__Task description__. Write out the data below in full, unchanged, minus the images.

__Entries shown__.
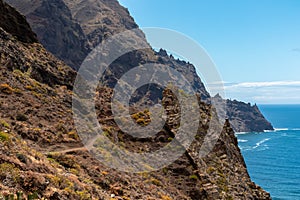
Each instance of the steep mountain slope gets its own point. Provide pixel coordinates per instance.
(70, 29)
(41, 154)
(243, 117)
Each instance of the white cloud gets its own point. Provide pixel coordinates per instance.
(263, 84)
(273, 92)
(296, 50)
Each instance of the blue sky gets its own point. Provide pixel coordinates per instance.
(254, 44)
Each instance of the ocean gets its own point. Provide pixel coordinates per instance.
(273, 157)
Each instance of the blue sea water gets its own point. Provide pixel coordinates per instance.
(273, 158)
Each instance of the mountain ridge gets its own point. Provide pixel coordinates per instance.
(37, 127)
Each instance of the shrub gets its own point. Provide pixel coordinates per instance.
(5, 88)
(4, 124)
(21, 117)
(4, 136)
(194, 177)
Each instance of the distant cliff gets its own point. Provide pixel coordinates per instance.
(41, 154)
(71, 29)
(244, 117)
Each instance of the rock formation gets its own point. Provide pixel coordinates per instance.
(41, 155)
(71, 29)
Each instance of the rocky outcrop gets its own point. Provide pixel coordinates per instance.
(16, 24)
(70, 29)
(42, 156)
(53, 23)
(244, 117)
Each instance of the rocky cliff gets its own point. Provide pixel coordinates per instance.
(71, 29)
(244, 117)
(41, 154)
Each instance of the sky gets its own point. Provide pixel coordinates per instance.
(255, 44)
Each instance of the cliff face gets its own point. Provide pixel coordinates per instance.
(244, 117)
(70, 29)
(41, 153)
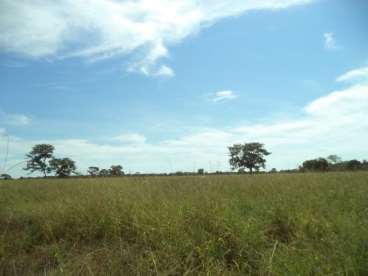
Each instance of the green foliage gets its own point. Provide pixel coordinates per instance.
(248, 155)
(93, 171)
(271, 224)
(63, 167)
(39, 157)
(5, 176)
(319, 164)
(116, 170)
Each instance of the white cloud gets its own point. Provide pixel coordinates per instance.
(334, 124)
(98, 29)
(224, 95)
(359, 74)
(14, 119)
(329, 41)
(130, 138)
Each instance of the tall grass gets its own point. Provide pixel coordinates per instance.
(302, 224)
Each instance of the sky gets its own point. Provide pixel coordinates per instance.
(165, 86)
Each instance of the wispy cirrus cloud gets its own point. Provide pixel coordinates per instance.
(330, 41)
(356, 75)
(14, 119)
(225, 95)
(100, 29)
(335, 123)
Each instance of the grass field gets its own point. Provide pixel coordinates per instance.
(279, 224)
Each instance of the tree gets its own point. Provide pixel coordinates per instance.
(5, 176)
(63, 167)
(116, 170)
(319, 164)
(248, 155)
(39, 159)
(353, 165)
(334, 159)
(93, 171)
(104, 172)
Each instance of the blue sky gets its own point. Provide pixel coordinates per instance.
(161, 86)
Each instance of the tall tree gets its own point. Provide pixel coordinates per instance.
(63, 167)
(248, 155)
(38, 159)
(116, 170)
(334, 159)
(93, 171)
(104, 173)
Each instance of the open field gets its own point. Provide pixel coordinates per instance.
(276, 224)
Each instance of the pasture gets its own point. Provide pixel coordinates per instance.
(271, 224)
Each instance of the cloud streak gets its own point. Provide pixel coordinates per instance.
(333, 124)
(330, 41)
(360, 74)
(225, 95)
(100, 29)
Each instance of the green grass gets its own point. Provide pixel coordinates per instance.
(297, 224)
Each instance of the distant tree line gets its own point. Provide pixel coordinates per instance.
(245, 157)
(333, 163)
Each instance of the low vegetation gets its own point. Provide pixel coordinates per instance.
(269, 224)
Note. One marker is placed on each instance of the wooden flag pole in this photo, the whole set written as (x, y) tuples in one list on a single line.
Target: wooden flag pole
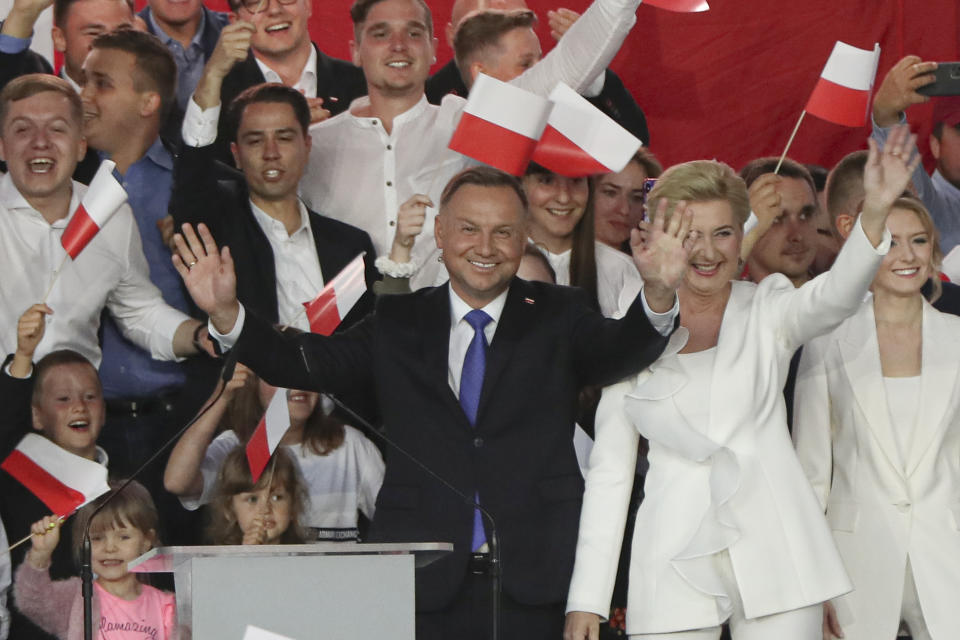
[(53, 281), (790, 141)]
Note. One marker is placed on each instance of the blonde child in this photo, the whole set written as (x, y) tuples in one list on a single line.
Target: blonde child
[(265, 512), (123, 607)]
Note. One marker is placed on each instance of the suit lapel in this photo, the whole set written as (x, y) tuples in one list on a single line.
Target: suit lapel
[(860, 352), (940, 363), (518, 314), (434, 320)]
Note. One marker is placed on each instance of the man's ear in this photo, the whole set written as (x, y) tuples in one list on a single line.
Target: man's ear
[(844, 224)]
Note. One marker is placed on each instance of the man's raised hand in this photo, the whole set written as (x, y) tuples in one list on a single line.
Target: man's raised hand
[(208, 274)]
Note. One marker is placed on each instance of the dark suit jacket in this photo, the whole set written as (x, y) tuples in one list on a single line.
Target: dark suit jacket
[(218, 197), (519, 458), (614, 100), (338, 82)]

__Completed exercise__.
Each instance of the steep mountain slope gets its own point. Provide pixel coordinates per instance.
(70, 29)
(41, 154)
(243, 117)
Each instance of the white cloud gets its own point. Provide pixel coordinates per instance.
(263, 84)
(273, 92)
(296, 50)
Each instance of the blue sky gets its own point. Provide pixel coordinates per instance.
(254, 44)
Each instance of the ocean gets its own point. Provide pixel coordinates per instance.
(273, 157)
Each instance of the blue sea water gets its own point. Provide pixel coordinates per instance.
(273, 158)
Each instance of the mountain ridge gets its own point. Provide pixel coordinates per instance.
(37, 127)
Each instance of the shrub gets its own point. Provide pixel coordinates per instance.
(5, 88)
(4, 124)
(21, 117)
(4, 136)
(194, 177)
Each instance of the distant cliff gets its own point. Provide pixel coordinates per instance.
(41, 154)
(71, 29)
(244, 117)
Each instance of the rock formation gets its own point. Provide pixel coordinates per instance.
(41, 155)
(71, 29)
Each instance of the rocky outcrop gets its own point. Provide pixel coordinates per instance.
(16, 24)
(70, 29)
(42, 156)
(53, 23)
(244, 117)
Each instance of the rocky cliff gets its own point. Provide pixel coordinates per instance.
(71, 29)
(244, 117)
(41, 154)
Each instance of the sky gets its own point. Provide pixel coordinates per instance.
(255, 44)
Each instance of the cliff face gets its own point. Provide pixel coordinates per instance.
(244, 117)
(70, 29)
(41, 153)
Each instance of the green foliage gets its own point. Provide pixel coordinates per instance.
(248, 155)
(93, 171)
(271, 224)
(63, 167)
(39, 157)
(5, 176)
(319, 164)
(116, 170)
Each instance of the white cloud gets its own point. Provide pixel coordinates per instance.
(334, 124)
(98, 29)
(224, 95)
(359, 74)
(14, 119)
(329, 41)
(130, 138)
Each instance of the tall grass gets its own point. Provide pixel coordinates per instance.
(302, 224)
Each instance of the sky gets its own point. Provide pixel coordinates per instance.
(165, 86)
Each instance of the wispy cirrus cloud gets its own point. Provide pixel coordinates per instance.
(330, 41)
(356, 75)
(14, 119)
(225, 95)
(100, 29)
(335, 123)
Each instance of the grass field gets its own point. Provide pixel coordinates per instance.
(279, 224)
Each instance of the tree gets its own point. Provide pixel coordinates per instance.
(5, 176)
(63, 167)
(116, 170)
(319, 164)
(248, 155)
(39, 159)
(353, 165)
(334, 159)
(93, 171)
(104, 172)
Each instance of the blue sky gets its own point. Provide pixel coordinates per instance.
(161, 86)
Each instance of the tall tree gets its own point. Provide pixel coordinates per instance.
(63, 167)
(248, 155)
(38, 159)
(116, 170)
(334, 159)
(93, 171)
(104, 173)
Each instance of the open field gets its own point. Provide pixel coordinates per instance.
(276, 224)
Each instance of the pasture gets its own point. Provide pixel coordinates per instance.
(271, 224)
Each instance of the cloud streak gets its own point. Provide pixel coordinates per instance.
(333, 124)
(330, 41)
(360, 74)
(225, 95)
(100, 29)
Each instance of the green grass gets its own point. Provide pixel coordinates per instance.
(297, 224)
Each instance of the distant tree line gets its own point. Provide pixel coordinates per instance.
(245, 157)
(333, 163)
Each instance of the low vegetation gets its own point. Provide pixel coordinates per instance.
(269, 224)
Note. One marker is placed on each instance of the wooden flag pole in this photo, the whole set written as (x, y) tuples in one list on a single line.
Target: wooden flag pole
[(53, 281), (790, 141)]
Note. One marker is placed on each instance of the blonde child in this photo, the whole set written as (x, y) tuples in one list on a single line.
Target: blonde child
[(265, 512), (123, 607)]
Note. One marker is placed on each instance of the suit lapel in this photo, the whole set written as (x, y) tuples in one list on a single line.
Target: suit lapel
[(860, 352), (940, 363), (518, 314), (434, 320)]
Note. One marker is placed on each instance of the man's ear in this photo, the whole set written as (x, y) tuples in one list on a single line.
Target: man's ear
[(844, 224)]
Note. One marker is placed on each instance of the man's raised hand in this photo, the whole set written as (x, y) tuples in one list on a single line.
Target: man's raised hand
[(208, 274)]
Note. One marker is placed on each instance of the dark suit jacket in this photo, the whole set written as (x, y) tuples in one list on a single line.
Target: dark suit jacket
[(218, 197), (519, 458), (614, 100), (338, 82)]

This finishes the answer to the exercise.